### Description of the task
Translate this sentence from the piece on forgotten vegetables into Spanish: "Tuberous chervil and sea kale will not be slow to follow."

### Document excerpt
---
51
Forgotten Vegetables
The introduction of novel vegetables requires extensive research.
A HOST OF UNFAMILIAR VEGETABLES—Japanese artichokes, pepinos, Cape gooseberries, Peruvian parsnips, tuberous chervil, sea kale, skirret—are now available to enliven the diet of those who are tired of carrots, leeks, and potatoes. Jean-Yves Péron and his colleagues at the École Nationale d’Ingénieurs des Travaux de l’Horticulture et du Paysage in Angers are studying forgotten or unknown vegetables with a view to improving their reproduction and cultivation. Not only are food lovers eager to try these novel varieties, but economists also welcome the interest of the Angevin agronomists in promoting diversification because saturation of the market for garden produce diminishes the profitability of capital investment. And from the point of view of farmers, cultivating a new or neglected vegetable sometimes is necessary if they are to increase demand for their products.
In Search of Ancient Agronomists
The introduction of new or forgotten vegetables entails a number of related studies: Producers need to be persuaded of the viability of new crops in both horticultural and commercial terms, and consumers have to be convinced of their gastronomic and nutritional interest. It took decades to bring the first Japanese artichokes and Peruvian parsnips to markets in France and a few restaurants. Tuberous chervil and sea kale will not be slow to follow.
Sometimes the reintroduction of a vegetable is made easier by older agronomic studies of the vegetable itself or, when no study has yet been carried out, members of the same family (the various cabbages in the case of sea kale; members of the parsley family, such as celery, in the case of tuberous chervil, and so on). Tuberous chervil, which grows wild in the east of France, was first identified by French agronomist Charles de l’Écluse in 1846. Nonetheless, despite the efforts of many gardeners of the period, its cultivation was never very widespread. When the researchers in Angers began their work, it was limited to a few truck farms in the Dole and Orléans regions.
---
### Records shown
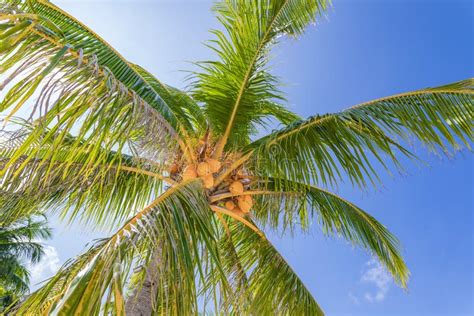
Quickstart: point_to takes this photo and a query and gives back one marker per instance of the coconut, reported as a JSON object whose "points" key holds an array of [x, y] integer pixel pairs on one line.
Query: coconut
---
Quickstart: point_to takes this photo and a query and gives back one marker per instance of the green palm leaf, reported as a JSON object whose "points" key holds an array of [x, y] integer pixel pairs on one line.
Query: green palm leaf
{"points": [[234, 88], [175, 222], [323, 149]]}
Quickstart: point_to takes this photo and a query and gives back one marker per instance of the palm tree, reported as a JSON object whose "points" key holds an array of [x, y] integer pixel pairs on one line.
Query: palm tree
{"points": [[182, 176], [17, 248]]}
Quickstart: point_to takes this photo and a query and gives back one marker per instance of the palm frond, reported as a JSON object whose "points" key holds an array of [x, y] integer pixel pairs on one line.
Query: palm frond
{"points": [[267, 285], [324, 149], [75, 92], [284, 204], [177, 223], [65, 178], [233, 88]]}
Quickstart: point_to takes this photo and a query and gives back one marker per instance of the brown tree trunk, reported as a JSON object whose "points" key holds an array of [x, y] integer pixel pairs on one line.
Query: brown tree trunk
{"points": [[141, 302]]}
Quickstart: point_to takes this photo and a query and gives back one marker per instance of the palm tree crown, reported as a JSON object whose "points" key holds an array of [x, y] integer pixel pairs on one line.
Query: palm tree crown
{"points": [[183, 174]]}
---
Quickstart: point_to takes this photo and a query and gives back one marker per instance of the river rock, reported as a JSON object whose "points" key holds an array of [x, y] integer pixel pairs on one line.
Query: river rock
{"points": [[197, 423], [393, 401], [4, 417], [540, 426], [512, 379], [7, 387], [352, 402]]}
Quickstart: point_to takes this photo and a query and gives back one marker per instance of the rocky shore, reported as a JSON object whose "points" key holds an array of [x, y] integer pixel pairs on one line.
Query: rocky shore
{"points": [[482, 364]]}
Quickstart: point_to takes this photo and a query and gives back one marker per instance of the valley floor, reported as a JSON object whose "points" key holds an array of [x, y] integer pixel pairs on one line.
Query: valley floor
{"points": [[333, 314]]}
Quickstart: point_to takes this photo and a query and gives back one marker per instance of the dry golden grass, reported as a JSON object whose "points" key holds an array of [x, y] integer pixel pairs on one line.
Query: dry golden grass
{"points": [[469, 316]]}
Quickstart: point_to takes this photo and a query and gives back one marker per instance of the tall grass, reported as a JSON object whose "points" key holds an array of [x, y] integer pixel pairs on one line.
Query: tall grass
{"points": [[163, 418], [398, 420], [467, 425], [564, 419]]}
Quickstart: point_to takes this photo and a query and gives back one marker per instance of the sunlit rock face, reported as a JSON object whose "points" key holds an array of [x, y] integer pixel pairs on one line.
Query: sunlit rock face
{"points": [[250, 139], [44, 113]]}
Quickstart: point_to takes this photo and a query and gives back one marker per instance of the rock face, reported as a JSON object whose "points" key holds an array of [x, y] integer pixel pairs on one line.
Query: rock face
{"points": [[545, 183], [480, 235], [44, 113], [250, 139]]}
---
### Result
El perifollo tuberoso y la col marina no tardarán en seguirlos.